* [Source records]:
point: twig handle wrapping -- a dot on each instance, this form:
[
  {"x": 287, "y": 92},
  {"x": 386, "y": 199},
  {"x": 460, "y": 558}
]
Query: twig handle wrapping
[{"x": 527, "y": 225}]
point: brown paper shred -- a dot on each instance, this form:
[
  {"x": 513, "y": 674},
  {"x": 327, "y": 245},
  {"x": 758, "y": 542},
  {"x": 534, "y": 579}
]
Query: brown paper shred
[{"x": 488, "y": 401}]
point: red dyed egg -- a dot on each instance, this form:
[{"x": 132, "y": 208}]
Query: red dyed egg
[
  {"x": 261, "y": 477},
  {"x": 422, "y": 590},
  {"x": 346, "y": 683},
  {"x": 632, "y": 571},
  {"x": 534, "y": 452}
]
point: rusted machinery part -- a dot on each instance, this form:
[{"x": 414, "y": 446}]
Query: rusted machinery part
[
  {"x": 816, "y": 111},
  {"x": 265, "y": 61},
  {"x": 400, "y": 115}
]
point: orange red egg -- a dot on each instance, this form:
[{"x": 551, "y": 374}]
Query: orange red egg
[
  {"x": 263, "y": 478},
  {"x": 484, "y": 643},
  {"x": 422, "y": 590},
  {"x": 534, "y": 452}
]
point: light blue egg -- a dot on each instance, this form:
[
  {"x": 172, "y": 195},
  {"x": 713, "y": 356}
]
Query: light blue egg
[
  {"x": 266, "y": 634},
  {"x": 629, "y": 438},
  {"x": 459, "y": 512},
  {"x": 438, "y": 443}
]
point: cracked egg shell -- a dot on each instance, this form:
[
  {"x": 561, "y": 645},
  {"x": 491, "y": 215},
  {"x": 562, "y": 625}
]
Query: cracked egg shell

* [Exercise requirements]: Go through the records, tally the lines holding the word "point", and give only the tally.

* [Written answer]: 7